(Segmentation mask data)

>>

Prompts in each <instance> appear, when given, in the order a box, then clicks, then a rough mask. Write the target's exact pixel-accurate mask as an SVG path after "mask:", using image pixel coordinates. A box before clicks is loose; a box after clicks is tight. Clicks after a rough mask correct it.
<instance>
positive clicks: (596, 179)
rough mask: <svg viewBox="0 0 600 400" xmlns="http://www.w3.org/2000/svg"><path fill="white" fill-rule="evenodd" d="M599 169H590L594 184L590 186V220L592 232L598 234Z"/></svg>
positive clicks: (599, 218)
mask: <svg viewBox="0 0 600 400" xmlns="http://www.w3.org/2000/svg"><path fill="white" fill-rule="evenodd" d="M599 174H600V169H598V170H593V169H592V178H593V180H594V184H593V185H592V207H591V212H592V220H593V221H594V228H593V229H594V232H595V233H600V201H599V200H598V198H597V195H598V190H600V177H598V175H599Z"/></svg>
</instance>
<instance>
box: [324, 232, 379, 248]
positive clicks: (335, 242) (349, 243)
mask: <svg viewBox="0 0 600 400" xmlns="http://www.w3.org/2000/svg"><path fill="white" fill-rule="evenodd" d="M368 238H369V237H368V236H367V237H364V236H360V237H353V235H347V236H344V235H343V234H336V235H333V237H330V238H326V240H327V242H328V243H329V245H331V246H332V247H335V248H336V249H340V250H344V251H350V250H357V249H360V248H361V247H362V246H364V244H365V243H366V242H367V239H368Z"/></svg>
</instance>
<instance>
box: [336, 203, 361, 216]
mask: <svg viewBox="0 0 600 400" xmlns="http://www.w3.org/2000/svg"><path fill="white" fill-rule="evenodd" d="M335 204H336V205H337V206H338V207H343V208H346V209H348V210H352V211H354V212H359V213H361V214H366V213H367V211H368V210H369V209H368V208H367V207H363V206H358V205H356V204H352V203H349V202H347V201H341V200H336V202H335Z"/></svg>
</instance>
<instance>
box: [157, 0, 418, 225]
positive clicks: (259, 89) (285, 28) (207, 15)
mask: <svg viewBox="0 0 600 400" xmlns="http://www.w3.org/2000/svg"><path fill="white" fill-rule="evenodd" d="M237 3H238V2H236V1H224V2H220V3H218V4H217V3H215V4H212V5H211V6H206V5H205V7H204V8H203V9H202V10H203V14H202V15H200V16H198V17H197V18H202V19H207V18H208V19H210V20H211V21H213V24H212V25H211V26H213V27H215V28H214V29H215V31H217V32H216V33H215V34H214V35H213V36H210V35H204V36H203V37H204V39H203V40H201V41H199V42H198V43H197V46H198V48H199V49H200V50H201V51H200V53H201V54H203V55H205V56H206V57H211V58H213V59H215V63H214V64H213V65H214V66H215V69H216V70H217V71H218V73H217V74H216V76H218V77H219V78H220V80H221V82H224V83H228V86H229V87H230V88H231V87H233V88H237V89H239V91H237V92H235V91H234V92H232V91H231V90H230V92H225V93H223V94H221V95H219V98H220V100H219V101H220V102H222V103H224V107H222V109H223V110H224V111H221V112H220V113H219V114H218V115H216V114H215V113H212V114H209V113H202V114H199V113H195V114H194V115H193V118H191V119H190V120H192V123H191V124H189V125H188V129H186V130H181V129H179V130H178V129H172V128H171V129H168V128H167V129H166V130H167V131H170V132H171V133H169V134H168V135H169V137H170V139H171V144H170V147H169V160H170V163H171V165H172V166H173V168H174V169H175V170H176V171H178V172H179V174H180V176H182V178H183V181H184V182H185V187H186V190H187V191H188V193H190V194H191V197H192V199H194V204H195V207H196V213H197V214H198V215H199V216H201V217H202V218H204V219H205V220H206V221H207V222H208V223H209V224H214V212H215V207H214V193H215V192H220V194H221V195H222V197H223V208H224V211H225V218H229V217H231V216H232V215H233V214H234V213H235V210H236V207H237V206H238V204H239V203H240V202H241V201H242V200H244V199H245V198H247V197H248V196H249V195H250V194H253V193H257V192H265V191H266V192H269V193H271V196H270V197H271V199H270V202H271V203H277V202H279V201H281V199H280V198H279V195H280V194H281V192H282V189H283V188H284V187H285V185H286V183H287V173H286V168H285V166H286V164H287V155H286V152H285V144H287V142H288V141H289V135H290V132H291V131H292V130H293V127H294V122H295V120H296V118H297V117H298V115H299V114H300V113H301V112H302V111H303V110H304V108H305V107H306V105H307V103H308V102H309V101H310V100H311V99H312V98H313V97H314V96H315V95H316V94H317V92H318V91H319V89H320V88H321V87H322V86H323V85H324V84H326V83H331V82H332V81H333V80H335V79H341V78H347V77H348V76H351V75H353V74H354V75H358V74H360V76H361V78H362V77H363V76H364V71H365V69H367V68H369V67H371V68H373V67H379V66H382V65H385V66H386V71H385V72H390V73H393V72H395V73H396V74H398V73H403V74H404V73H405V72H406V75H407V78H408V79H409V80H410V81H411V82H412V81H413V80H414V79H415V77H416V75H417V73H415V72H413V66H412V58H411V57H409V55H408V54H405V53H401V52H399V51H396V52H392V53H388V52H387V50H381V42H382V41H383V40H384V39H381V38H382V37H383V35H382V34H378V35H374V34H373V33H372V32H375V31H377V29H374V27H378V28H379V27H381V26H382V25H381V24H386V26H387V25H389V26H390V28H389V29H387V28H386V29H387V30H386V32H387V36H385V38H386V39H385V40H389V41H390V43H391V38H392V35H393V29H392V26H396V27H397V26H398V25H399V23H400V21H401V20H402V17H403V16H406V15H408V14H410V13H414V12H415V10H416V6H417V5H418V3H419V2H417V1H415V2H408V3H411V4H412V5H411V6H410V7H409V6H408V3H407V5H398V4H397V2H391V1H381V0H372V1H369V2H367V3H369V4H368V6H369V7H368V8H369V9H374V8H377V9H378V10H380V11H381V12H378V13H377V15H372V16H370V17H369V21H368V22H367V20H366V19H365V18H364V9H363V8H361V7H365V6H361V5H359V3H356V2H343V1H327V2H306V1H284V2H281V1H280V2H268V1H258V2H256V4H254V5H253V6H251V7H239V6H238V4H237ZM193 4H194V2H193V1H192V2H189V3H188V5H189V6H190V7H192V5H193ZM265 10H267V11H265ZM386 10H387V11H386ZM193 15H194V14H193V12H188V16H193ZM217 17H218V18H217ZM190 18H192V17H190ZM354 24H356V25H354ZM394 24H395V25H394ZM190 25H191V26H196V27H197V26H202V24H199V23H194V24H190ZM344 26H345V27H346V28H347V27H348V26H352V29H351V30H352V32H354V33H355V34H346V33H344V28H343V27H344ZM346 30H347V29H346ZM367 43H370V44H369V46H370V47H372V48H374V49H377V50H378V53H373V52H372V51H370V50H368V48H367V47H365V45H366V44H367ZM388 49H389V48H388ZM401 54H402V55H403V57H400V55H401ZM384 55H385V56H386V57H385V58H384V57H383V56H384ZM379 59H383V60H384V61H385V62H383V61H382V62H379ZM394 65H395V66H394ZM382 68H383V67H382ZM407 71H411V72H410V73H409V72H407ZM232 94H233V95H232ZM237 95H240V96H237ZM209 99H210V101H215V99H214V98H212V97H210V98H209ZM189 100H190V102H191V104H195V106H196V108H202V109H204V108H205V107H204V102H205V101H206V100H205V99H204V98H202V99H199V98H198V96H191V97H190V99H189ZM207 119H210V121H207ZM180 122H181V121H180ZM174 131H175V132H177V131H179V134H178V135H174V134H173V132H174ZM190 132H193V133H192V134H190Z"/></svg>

<<
>>

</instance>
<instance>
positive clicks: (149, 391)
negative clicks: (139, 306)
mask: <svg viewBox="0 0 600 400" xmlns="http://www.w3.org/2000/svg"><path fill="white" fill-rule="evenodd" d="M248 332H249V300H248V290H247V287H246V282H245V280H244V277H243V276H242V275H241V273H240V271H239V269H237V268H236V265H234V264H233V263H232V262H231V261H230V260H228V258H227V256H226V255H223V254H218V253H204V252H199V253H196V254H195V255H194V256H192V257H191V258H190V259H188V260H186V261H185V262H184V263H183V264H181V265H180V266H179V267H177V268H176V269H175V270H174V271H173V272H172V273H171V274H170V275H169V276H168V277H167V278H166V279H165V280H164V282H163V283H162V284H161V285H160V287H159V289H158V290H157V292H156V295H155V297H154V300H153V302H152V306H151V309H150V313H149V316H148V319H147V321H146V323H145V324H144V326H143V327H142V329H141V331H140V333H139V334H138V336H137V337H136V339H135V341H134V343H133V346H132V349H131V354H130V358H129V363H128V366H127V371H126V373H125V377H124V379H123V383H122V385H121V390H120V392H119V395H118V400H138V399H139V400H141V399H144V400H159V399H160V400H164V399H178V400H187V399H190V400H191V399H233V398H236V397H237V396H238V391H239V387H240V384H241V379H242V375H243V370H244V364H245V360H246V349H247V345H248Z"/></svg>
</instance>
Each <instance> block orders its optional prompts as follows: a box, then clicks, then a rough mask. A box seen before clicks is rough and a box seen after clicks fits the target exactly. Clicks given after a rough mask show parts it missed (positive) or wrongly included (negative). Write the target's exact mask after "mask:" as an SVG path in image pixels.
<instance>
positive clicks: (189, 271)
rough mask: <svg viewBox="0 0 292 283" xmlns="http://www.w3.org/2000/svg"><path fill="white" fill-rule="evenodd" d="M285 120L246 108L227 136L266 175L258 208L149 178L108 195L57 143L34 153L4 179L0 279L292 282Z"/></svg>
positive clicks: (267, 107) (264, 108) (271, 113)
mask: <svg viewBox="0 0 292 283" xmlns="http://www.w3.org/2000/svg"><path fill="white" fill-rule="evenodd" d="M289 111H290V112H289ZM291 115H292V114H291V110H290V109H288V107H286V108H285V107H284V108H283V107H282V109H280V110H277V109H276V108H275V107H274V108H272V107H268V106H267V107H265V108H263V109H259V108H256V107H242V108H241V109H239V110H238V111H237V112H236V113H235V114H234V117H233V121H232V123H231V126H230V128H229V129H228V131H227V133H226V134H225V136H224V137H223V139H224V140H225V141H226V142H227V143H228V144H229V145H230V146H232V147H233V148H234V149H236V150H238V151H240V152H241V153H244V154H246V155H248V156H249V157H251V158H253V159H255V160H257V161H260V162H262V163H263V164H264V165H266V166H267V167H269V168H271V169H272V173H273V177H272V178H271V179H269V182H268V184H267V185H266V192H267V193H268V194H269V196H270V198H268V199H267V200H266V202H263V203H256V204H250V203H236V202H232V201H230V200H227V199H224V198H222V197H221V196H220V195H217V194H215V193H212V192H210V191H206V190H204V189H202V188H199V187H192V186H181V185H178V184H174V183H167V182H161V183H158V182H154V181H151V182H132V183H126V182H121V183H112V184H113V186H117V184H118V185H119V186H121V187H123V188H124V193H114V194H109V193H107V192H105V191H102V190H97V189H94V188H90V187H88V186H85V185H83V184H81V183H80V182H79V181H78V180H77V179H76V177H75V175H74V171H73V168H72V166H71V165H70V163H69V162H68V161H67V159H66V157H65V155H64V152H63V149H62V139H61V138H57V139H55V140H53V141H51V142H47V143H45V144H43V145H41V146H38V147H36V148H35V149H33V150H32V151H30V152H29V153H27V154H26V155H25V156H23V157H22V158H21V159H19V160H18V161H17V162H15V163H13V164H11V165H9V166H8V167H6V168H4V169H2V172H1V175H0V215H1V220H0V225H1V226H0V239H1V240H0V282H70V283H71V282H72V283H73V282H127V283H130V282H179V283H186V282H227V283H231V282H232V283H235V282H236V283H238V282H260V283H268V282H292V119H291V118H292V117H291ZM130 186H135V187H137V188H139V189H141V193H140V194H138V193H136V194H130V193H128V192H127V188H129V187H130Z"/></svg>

<<
>>

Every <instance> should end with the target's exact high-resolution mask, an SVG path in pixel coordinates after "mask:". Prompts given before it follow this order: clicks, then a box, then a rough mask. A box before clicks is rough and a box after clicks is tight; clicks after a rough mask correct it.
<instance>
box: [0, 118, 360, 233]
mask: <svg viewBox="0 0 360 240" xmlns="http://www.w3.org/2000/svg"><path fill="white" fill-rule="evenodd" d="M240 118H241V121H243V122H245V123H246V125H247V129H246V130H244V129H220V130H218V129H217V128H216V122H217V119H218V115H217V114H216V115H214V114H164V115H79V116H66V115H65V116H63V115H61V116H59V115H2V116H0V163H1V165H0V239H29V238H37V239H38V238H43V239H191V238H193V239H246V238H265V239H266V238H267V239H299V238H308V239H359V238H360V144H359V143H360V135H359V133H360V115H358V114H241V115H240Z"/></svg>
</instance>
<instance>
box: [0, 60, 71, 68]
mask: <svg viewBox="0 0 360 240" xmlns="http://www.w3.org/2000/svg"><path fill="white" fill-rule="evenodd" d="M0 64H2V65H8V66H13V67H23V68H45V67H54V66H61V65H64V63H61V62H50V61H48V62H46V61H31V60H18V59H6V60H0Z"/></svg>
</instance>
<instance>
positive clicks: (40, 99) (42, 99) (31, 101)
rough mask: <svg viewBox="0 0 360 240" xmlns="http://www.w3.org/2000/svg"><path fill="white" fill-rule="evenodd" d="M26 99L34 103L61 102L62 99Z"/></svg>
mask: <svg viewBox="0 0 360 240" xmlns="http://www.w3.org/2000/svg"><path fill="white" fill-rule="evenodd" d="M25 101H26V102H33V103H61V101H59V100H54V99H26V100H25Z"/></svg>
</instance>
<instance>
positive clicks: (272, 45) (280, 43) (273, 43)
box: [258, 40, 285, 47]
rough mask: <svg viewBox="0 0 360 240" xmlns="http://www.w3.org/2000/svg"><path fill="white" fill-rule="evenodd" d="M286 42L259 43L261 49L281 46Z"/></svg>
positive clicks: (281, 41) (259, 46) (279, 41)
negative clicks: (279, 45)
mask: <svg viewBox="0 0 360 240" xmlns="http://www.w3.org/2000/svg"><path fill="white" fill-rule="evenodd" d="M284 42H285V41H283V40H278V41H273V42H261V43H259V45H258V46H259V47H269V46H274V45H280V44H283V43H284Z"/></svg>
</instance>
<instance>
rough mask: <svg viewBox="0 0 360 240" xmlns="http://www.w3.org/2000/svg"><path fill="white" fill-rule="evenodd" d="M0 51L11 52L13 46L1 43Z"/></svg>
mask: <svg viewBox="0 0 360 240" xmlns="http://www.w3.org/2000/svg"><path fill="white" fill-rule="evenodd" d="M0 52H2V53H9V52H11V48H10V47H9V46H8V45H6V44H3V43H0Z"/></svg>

<<

#### Work to be completed:
Please report each line of the material above that contains the string "coordinates", treating uppercase and lowercase letters as different.

#### Task response:
Prompts in each <instance> appear, when given, in the order a box, then clicks, then a rough mask. Write the target's exact pixel-accurate mask as an SVG path after "mask:", using image pixel coordinates. A box before clicks is loose; a box after clicks is tight. Clicks after a rough mask correct it.
Every <instance> should end with the target's exact high-resolution mask, an SVG path in pixel coordinates after "mask:". Prompts given before it follow this order: clicks, then a box, then a rough mask. A box before clicks is rough and a box after clicks is tight; clicks after a rough mask correct it.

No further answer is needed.